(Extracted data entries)
■ ■ ■ ■ ■ ■ ■

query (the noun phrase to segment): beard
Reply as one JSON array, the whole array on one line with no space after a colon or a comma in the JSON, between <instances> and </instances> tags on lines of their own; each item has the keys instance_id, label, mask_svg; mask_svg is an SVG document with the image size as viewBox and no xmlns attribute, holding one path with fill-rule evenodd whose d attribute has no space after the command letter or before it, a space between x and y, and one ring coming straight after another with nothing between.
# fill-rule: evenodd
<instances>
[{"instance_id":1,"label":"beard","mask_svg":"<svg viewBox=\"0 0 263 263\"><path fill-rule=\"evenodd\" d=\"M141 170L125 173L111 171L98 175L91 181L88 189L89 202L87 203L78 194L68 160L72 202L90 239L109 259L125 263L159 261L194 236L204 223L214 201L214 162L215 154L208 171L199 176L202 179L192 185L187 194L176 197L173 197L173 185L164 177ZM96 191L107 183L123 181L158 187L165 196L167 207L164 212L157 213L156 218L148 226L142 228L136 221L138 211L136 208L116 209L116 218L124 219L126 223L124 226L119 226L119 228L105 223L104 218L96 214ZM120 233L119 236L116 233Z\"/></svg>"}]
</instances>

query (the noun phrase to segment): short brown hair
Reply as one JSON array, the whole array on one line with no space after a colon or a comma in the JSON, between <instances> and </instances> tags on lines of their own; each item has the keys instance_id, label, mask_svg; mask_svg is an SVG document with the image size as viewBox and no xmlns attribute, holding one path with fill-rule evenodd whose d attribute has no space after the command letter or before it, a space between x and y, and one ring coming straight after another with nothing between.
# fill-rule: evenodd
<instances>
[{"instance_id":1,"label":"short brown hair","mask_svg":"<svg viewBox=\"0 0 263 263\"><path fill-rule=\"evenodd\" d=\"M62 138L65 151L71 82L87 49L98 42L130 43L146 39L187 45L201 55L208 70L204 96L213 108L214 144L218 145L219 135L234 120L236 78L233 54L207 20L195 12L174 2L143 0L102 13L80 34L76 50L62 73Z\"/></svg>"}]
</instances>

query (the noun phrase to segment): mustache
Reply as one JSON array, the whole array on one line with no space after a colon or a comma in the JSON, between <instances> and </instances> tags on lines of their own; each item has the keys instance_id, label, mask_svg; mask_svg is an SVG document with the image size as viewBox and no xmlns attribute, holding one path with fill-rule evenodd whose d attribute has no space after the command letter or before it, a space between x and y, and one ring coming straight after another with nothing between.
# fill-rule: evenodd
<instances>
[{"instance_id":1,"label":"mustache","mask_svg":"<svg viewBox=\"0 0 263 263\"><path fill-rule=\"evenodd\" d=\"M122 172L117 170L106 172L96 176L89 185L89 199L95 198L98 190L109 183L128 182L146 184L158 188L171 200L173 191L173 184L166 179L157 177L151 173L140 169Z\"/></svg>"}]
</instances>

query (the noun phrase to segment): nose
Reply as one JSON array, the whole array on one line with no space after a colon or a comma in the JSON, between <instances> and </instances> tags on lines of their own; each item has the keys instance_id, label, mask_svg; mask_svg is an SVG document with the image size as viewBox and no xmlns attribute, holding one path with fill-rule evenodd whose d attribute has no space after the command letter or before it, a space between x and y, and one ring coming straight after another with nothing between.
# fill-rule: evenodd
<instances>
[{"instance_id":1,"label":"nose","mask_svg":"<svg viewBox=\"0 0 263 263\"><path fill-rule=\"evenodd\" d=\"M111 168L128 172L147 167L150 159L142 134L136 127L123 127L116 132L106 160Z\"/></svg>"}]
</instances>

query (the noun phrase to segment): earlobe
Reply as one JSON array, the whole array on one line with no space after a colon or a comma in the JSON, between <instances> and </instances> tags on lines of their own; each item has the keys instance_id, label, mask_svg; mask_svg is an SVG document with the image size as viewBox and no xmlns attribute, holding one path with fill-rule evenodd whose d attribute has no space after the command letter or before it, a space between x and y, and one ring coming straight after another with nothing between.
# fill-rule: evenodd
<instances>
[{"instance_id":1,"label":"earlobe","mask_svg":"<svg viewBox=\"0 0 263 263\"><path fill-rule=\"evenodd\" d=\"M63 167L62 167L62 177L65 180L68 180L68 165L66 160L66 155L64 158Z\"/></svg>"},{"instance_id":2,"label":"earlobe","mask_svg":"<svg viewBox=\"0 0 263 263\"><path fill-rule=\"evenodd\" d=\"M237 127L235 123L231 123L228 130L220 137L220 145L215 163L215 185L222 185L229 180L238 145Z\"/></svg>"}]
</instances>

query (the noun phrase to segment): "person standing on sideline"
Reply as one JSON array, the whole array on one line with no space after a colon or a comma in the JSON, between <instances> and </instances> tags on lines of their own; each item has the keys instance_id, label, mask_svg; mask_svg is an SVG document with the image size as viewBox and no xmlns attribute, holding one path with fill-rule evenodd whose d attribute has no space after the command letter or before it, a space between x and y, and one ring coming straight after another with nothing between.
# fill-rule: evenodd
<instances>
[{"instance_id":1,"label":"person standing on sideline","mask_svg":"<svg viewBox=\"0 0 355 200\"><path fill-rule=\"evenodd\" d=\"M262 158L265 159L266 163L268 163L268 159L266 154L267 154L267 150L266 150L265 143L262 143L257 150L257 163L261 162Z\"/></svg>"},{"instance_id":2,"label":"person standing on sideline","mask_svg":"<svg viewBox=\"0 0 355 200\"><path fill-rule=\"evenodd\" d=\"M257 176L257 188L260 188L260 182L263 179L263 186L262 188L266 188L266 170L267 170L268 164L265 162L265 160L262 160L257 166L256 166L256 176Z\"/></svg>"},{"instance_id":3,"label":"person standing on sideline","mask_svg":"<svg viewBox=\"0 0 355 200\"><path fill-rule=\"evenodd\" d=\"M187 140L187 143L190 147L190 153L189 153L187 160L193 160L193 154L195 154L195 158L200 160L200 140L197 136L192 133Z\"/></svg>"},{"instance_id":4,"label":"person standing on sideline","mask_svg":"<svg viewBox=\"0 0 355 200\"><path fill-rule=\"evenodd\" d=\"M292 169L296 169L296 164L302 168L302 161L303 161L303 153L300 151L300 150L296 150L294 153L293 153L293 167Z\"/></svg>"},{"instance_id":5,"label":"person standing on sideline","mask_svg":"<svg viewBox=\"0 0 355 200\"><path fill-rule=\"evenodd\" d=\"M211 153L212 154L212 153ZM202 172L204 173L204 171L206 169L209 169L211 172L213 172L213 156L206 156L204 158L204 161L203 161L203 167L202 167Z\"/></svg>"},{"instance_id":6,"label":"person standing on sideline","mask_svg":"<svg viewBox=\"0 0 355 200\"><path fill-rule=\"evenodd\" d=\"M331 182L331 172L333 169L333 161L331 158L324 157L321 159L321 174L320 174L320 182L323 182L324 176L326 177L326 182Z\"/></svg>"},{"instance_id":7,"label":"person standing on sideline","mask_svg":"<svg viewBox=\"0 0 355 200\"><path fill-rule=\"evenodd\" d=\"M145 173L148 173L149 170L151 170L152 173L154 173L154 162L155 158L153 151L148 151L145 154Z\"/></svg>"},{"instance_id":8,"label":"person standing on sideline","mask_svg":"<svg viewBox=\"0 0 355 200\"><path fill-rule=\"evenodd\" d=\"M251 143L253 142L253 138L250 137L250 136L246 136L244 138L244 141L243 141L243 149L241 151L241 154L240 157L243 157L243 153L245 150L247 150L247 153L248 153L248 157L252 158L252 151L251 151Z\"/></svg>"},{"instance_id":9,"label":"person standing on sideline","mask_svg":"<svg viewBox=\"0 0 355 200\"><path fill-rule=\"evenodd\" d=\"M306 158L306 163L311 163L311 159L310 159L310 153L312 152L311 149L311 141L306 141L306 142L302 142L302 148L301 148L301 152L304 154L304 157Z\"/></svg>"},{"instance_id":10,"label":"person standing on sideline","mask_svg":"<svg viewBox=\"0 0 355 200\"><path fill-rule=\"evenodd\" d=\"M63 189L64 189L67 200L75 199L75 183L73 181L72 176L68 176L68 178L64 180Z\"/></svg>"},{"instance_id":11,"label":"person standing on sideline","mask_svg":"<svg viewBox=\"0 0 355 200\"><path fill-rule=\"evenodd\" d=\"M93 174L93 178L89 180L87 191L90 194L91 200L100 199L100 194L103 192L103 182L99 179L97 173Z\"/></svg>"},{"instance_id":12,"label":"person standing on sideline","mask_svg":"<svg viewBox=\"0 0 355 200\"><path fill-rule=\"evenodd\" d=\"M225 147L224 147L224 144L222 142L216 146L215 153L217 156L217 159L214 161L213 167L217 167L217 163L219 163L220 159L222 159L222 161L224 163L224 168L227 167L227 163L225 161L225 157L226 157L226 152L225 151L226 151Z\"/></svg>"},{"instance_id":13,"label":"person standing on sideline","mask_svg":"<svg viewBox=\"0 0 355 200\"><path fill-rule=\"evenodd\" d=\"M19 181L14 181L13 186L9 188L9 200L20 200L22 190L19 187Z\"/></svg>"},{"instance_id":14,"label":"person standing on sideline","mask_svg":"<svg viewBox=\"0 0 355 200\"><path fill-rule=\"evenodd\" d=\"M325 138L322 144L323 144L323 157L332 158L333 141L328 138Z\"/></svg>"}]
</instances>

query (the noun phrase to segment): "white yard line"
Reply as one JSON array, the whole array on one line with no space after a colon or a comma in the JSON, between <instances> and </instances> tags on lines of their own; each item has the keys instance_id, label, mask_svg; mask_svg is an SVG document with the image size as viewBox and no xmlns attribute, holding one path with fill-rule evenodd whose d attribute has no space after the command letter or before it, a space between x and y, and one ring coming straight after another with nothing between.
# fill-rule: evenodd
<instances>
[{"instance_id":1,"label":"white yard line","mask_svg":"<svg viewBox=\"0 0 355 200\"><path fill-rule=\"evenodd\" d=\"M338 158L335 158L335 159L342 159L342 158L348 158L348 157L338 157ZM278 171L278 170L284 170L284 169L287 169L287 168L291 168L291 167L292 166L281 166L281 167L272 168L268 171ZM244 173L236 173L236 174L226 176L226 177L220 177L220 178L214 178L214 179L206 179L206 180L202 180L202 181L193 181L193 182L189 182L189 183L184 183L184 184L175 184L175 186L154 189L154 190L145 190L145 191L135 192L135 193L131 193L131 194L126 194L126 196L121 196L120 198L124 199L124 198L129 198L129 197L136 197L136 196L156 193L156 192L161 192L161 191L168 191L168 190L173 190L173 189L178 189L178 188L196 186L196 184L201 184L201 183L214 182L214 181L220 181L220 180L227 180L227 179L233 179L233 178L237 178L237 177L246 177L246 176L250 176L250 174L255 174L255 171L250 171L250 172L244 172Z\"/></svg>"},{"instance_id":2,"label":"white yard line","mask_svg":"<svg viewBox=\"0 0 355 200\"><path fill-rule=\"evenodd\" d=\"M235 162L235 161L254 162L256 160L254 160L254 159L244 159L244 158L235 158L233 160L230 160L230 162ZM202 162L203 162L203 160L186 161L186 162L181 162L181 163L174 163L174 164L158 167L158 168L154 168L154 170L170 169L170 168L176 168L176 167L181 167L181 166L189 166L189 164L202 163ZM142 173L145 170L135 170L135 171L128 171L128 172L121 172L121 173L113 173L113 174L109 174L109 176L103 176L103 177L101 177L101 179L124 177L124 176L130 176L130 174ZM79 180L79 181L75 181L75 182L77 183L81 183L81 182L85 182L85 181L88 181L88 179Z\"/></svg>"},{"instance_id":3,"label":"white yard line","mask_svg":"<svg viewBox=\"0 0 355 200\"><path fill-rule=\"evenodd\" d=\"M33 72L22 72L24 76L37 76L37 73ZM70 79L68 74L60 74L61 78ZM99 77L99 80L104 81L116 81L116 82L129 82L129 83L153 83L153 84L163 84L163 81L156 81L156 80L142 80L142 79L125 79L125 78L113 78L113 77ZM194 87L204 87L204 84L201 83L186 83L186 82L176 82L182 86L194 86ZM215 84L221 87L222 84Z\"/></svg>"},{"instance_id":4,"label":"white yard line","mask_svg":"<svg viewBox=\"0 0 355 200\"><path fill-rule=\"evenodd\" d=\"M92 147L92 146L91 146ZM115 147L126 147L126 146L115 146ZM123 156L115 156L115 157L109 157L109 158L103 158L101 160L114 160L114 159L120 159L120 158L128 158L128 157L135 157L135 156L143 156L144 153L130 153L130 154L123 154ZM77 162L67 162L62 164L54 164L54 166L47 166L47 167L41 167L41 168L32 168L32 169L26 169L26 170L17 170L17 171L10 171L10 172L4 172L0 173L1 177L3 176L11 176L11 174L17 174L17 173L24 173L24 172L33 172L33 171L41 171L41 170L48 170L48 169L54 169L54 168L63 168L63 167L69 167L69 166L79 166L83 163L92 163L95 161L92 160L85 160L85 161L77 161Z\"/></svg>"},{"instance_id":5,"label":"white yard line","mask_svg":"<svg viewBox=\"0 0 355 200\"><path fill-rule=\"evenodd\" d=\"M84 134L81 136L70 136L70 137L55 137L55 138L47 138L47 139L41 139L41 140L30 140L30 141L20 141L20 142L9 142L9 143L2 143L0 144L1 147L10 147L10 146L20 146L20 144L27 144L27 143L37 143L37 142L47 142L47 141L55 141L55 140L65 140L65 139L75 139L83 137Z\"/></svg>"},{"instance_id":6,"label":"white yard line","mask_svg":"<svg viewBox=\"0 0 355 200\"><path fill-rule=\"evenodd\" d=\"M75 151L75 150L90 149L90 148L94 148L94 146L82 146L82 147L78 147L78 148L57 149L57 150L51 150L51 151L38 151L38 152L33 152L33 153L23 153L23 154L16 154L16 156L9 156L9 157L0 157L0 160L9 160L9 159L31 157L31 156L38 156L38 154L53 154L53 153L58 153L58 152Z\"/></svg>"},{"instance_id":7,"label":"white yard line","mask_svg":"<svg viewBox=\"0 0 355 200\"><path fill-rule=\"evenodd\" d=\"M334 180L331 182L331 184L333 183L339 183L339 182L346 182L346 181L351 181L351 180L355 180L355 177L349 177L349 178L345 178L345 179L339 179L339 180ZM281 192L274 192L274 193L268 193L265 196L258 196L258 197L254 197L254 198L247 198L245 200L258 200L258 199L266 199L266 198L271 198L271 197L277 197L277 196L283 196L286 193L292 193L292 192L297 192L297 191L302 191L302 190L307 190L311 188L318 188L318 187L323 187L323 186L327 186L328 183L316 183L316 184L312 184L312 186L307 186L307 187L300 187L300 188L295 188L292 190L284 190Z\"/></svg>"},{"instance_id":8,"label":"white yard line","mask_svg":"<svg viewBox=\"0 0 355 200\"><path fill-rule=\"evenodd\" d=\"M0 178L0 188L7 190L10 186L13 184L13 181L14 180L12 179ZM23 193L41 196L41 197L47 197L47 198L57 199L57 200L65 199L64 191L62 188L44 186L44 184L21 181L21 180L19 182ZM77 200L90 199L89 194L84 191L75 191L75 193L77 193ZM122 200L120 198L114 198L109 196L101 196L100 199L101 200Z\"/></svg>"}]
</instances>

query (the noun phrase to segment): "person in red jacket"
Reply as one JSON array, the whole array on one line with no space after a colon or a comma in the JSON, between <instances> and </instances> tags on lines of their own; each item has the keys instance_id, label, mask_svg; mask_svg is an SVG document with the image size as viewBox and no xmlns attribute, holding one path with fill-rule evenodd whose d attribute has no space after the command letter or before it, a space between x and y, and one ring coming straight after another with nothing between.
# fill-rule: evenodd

■ ■ ■ ■ ■ ■ ■

▸ **Stated goal**: Pick out every line of the listing above that contains the string "query" and copy each one. Case counts.

▸ **Result of the exercise**:
query (the noun phrase to segment): beard
query (the noun phrase to segment): short brown hair
query (the noun phrase to segment): mustache
query (the noun phrase to segment): nose
query (the noun phrase to segment): earlobe
query (the noun phrase to segment): "person standing on sideline"
query (the noun phrase to segment): "white yard line"
query (the noun phrase to segment): "person in red jacket"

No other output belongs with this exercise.